### Task details
Using the records below, copy out exactly the line that contains "jar in this photo, one line per instance." and every line that follows it, up to and including the last, and no others.

+ + + + +

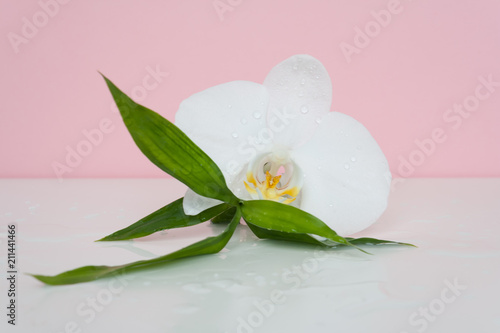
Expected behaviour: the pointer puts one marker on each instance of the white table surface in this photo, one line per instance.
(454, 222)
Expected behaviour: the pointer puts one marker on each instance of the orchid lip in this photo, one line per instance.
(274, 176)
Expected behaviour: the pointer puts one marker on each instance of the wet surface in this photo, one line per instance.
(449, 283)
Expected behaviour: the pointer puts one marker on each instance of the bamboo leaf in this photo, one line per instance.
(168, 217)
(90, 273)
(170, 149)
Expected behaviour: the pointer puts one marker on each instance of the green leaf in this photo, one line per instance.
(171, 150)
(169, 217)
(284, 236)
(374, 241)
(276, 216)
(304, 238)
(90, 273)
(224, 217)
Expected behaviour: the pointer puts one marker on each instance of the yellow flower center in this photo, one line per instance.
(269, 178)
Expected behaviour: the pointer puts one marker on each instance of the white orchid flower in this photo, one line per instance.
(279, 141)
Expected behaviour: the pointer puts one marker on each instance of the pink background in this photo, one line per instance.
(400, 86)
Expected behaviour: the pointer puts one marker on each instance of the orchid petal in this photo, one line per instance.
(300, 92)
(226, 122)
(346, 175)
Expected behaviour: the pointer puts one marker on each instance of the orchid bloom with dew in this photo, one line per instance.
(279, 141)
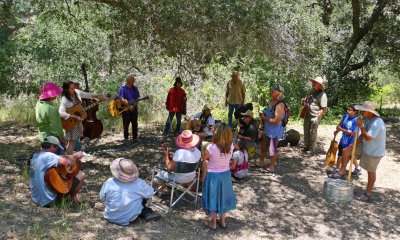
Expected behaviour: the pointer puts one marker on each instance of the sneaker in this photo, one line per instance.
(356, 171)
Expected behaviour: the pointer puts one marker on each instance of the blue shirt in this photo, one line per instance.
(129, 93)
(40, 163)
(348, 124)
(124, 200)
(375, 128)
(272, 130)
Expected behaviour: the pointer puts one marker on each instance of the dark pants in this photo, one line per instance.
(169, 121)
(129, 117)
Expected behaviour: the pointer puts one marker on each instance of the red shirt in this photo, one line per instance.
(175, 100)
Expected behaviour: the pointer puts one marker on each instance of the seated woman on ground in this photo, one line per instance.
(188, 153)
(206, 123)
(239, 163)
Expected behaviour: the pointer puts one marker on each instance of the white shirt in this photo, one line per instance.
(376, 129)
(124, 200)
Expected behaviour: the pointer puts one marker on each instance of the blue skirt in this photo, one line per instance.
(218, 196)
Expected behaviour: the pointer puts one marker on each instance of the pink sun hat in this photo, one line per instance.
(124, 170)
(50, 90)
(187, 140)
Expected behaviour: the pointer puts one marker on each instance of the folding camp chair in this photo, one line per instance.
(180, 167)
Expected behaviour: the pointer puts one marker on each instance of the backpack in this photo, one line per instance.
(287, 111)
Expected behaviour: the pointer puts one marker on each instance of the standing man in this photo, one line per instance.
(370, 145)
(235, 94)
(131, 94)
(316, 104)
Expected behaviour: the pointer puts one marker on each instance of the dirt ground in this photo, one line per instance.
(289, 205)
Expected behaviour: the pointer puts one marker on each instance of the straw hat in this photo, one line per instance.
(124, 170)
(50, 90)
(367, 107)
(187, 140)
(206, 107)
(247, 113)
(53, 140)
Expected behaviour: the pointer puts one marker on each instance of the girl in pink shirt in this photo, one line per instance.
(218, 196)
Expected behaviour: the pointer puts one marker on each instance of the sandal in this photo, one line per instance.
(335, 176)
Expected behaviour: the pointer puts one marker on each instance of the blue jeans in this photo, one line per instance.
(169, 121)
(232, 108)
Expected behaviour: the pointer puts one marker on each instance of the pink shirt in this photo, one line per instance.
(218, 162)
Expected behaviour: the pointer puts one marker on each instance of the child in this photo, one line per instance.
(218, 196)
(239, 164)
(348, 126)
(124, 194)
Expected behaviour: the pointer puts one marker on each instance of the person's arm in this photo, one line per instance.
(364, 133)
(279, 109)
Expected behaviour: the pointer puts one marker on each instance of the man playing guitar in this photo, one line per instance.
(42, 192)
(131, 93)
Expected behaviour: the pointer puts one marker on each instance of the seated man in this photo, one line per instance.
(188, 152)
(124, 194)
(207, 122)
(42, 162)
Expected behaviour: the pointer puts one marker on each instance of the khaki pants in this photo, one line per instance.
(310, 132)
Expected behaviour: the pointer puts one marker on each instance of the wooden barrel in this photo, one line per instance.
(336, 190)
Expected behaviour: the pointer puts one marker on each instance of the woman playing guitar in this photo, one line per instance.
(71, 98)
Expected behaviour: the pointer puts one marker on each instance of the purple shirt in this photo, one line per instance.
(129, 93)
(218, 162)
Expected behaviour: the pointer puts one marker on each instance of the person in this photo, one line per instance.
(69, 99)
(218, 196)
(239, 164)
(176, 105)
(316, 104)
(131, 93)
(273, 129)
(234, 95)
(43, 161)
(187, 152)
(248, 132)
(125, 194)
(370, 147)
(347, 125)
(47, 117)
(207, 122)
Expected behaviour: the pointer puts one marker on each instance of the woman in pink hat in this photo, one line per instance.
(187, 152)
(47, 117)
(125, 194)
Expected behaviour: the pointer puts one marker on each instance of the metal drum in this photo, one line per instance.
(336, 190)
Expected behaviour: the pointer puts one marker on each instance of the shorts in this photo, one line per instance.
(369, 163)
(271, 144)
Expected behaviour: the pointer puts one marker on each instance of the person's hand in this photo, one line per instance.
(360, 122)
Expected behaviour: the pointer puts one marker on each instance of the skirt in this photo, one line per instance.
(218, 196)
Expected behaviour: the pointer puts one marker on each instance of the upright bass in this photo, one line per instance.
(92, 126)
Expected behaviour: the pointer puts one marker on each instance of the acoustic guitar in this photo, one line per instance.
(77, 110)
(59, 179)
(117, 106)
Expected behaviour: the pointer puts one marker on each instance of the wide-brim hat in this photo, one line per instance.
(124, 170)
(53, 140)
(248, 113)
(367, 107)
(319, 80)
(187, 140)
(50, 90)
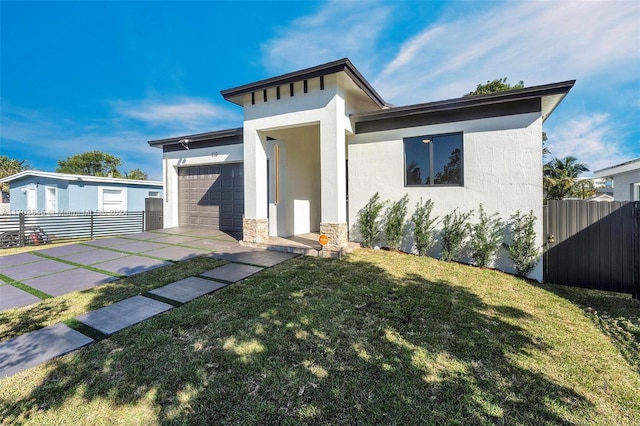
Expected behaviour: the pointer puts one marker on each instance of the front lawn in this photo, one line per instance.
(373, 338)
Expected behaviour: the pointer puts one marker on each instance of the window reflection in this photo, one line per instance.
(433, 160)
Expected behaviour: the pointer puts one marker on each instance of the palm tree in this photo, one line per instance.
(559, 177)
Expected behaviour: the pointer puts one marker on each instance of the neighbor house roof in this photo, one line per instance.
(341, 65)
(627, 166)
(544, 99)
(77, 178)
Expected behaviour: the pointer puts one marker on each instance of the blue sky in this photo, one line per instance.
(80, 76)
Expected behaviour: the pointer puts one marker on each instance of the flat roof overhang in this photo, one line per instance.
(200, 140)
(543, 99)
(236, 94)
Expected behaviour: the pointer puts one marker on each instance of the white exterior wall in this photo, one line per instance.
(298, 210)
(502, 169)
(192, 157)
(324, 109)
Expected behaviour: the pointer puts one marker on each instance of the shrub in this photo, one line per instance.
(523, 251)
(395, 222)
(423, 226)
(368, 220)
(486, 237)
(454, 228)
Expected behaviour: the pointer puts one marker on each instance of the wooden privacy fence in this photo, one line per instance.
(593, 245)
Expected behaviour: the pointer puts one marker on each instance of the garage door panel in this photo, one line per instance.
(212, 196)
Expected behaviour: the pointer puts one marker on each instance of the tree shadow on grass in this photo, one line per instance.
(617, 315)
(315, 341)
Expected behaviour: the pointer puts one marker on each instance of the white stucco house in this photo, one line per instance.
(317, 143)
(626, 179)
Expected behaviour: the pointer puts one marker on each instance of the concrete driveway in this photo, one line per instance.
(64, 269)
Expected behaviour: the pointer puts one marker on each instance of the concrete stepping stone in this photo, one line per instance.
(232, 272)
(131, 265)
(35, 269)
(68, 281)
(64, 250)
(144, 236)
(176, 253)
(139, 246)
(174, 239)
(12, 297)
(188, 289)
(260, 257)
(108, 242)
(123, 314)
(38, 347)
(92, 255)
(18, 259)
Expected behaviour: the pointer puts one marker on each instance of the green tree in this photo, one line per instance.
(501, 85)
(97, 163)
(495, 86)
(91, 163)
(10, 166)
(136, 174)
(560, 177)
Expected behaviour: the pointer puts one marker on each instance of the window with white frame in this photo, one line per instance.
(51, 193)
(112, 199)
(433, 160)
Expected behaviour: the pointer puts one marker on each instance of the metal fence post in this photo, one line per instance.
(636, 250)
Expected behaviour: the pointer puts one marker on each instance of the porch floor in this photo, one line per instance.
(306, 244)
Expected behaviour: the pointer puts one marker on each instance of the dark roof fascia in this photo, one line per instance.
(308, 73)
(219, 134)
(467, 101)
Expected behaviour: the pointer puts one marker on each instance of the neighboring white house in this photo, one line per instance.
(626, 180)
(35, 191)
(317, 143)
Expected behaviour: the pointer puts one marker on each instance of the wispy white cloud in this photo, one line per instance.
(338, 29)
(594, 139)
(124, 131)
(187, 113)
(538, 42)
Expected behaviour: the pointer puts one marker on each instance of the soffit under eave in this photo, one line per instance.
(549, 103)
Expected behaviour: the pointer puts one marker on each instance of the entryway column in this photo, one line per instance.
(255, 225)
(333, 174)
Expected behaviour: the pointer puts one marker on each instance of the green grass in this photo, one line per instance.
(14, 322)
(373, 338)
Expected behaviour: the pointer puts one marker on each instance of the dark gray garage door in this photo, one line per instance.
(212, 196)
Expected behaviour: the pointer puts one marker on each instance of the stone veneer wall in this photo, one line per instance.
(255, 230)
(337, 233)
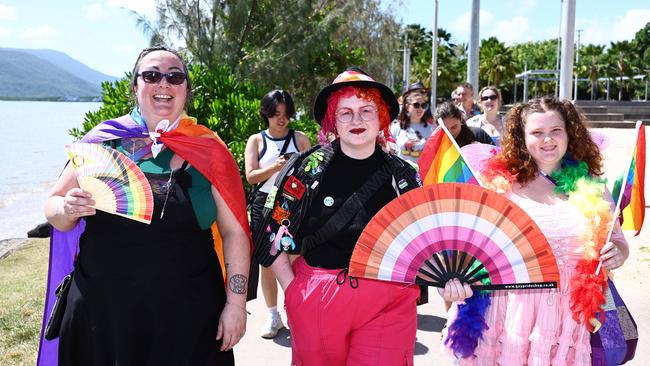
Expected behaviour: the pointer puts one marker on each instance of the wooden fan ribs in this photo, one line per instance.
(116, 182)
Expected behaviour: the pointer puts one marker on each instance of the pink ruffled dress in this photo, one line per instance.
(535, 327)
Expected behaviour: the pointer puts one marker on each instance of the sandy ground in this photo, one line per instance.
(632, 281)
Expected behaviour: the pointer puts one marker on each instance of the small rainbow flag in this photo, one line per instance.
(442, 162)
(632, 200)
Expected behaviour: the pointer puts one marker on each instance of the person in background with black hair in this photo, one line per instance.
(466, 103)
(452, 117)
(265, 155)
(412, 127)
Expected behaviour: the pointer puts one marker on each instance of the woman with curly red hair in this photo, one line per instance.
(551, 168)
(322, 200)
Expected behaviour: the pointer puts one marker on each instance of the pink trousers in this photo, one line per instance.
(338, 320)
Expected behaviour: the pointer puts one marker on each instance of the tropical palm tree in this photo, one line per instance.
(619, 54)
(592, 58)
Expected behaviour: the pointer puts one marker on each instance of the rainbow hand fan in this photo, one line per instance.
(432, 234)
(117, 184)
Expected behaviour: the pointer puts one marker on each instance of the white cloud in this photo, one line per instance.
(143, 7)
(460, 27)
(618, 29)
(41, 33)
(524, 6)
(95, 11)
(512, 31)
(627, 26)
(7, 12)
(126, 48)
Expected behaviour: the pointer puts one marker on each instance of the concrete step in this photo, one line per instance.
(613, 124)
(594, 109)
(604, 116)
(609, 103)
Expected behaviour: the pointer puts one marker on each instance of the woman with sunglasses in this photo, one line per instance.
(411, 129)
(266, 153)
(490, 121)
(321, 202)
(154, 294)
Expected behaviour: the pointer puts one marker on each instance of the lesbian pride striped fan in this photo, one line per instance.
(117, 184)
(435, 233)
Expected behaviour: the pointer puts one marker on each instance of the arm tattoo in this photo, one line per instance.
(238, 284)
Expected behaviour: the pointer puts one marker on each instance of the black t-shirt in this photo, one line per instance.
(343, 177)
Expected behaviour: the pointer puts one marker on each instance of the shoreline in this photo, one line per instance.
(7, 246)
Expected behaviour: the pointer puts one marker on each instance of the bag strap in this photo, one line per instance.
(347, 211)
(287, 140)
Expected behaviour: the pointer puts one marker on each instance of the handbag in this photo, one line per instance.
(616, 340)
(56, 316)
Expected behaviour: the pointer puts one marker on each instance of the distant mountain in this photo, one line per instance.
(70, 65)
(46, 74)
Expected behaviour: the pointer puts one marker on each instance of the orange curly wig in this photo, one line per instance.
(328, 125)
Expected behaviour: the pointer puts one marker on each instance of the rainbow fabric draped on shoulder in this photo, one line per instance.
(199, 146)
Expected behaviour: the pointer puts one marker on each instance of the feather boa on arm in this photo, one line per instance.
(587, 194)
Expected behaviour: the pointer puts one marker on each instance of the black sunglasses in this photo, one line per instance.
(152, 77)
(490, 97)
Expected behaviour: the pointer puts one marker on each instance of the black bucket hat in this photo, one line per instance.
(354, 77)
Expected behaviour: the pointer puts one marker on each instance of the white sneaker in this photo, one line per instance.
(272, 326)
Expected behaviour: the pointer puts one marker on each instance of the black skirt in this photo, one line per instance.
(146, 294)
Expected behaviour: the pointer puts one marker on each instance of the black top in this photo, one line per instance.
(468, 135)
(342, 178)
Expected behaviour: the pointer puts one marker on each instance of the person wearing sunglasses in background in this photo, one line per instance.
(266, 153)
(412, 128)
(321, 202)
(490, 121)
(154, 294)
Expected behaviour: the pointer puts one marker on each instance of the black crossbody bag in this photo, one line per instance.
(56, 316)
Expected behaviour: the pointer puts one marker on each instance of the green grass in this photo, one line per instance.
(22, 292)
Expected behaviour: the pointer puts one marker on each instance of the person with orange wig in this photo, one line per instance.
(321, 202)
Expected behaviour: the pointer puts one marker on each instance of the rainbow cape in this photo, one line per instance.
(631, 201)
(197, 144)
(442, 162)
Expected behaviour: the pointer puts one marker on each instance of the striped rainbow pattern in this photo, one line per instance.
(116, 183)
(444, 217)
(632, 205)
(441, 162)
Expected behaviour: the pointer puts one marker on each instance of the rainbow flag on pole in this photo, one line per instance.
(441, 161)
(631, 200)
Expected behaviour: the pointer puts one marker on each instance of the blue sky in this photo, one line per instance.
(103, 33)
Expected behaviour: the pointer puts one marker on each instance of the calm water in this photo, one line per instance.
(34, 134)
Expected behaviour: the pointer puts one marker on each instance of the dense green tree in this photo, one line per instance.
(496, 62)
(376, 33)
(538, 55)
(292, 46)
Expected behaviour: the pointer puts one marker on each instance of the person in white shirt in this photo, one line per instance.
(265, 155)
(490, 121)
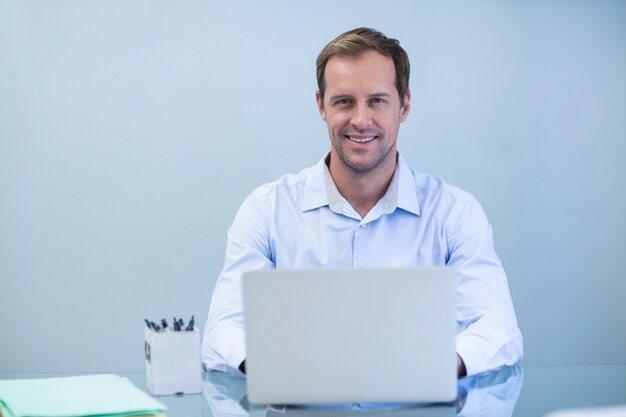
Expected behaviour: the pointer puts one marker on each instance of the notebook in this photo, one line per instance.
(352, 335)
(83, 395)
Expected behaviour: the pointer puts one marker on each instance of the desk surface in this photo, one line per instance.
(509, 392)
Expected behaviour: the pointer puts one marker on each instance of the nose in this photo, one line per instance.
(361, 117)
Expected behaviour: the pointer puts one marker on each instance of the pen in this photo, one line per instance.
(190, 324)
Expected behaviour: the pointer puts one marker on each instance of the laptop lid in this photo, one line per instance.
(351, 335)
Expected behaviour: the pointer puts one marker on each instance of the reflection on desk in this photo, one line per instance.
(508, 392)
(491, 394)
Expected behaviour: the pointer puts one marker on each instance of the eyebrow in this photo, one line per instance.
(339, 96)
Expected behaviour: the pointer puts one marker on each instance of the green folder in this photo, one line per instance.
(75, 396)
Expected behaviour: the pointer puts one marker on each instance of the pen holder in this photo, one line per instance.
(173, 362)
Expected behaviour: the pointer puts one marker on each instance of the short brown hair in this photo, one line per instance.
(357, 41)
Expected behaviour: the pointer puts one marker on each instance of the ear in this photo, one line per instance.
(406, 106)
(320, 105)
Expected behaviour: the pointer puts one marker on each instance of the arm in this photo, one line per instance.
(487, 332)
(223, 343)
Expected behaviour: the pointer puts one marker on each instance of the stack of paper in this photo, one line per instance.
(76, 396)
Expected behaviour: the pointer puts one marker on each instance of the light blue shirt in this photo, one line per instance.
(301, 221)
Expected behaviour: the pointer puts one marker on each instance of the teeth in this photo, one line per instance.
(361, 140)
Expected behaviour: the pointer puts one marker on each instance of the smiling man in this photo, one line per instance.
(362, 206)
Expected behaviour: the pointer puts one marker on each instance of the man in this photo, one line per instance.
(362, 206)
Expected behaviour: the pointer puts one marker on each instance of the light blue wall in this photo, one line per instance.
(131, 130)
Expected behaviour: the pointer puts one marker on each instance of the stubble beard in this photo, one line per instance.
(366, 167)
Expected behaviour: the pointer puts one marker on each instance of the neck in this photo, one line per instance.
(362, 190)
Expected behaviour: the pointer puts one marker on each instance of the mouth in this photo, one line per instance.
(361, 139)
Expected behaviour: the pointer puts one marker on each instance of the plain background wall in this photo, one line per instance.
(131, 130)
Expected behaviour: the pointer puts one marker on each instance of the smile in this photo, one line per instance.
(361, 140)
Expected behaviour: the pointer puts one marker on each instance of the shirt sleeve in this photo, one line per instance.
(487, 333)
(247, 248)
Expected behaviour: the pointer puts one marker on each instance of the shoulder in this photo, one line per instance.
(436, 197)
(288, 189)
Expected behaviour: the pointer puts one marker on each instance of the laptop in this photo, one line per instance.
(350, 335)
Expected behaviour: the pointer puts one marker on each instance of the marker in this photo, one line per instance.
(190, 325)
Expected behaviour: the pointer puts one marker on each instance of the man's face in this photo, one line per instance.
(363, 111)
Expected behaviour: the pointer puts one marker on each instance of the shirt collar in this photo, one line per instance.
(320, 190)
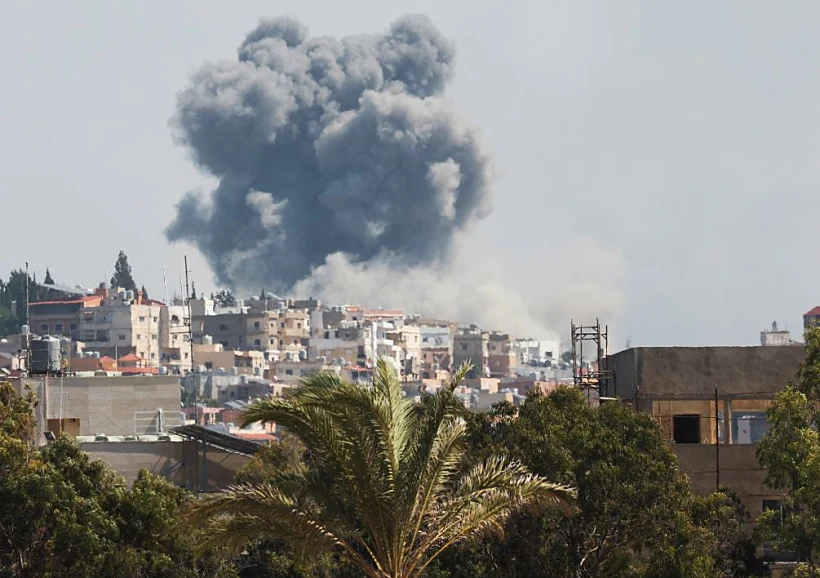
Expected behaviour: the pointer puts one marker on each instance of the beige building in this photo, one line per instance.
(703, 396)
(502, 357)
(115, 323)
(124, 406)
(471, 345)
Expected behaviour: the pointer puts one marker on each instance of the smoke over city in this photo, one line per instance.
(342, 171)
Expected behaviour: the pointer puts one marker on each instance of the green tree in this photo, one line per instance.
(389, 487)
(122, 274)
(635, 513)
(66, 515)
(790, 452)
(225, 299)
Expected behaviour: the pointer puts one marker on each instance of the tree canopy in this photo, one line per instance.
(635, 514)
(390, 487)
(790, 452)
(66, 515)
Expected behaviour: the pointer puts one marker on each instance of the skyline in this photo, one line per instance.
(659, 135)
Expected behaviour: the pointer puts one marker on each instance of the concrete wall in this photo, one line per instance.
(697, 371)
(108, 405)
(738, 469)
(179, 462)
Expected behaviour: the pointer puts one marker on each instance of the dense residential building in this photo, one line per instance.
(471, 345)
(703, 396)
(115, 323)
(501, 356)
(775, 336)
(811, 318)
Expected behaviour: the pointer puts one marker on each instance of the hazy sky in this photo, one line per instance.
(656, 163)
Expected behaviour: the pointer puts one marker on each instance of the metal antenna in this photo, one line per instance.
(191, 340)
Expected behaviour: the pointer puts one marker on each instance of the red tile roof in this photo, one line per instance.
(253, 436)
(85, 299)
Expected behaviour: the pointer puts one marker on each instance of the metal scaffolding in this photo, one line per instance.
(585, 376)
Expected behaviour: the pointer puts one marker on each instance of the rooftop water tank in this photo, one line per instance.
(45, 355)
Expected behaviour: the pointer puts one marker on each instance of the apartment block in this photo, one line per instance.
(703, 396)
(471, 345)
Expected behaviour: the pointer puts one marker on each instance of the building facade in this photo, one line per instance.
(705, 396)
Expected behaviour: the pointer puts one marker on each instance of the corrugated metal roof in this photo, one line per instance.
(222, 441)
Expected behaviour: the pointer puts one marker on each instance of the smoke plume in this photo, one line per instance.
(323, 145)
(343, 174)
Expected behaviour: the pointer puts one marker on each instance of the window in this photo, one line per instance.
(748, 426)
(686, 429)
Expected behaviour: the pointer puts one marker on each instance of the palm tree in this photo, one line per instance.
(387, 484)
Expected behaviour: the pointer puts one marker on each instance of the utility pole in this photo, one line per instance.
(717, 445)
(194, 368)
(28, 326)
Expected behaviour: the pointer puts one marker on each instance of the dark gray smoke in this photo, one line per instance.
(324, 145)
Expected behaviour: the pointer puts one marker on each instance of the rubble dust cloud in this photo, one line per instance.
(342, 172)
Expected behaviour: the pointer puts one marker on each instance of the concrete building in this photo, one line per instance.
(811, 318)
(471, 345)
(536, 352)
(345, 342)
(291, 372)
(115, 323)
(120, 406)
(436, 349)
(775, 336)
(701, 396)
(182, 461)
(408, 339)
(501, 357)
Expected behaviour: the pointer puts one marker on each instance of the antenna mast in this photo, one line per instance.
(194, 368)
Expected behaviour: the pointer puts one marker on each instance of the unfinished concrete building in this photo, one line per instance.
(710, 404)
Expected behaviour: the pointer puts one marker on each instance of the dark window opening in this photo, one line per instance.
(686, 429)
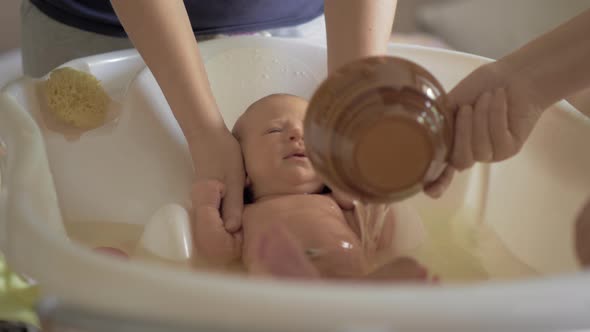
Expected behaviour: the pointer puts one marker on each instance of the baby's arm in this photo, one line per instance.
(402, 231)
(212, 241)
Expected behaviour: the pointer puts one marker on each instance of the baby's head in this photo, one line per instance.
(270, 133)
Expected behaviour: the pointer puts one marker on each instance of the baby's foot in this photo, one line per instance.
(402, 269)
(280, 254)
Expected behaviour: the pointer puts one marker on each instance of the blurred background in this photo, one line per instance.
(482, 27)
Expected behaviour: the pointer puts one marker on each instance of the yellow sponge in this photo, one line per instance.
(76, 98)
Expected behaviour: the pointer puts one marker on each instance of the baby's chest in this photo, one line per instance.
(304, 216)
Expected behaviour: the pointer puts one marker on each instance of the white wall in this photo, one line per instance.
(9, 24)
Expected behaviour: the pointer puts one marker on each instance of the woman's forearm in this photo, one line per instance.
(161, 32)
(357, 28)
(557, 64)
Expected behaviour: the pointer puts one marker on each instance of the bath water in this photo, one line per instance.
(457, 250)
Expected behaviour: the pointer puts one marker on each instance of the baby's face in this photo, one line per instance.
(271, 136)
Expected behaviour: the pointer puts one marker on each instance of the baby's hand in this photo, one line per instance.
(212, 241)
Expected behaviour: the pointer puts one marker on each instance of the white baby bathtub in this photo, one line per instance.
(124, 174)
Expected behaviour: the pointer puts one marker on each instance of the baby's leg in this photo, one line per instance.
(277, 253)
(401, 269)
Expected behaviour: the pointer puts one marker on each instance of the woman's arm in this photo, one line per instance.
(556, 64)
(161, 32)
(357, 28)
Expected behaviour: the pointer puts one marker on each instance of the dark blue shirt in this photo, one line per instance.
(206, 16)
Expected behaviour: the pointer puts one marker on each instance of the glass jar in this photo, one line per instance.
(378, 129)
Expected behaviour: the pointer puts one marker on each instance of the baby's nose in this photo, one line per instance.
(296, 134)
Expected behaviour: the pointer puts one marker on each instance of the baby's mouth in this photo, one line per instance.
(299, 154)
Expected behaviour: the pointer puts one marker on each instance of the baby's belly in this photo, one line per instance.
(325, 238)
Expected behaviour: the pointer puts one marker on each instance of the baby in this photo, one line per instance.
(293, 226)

+ + + + +

### Complete response
Expected behaviour: the pointer puts one marker on each instance of the glass jar in this photo, one line per instance.
(378, 129)
Expected behaviour: the pointer puts one marker on each instance of the baby's nose in this photo, one line per instance.
(296, 134)
Expected behaviour: the pointer puts one marker on each instance of the baby's mouth in this photo, one line per instance.
(299, 154)
Expected behaviour: the pointer puts one marker on each instance of the baby's belly in this photo, one line per instance.
(325, 238)
Expected behaviour: the pointer puts one marker on each instance of the baby in this photo, one line per instance.
(293, 226)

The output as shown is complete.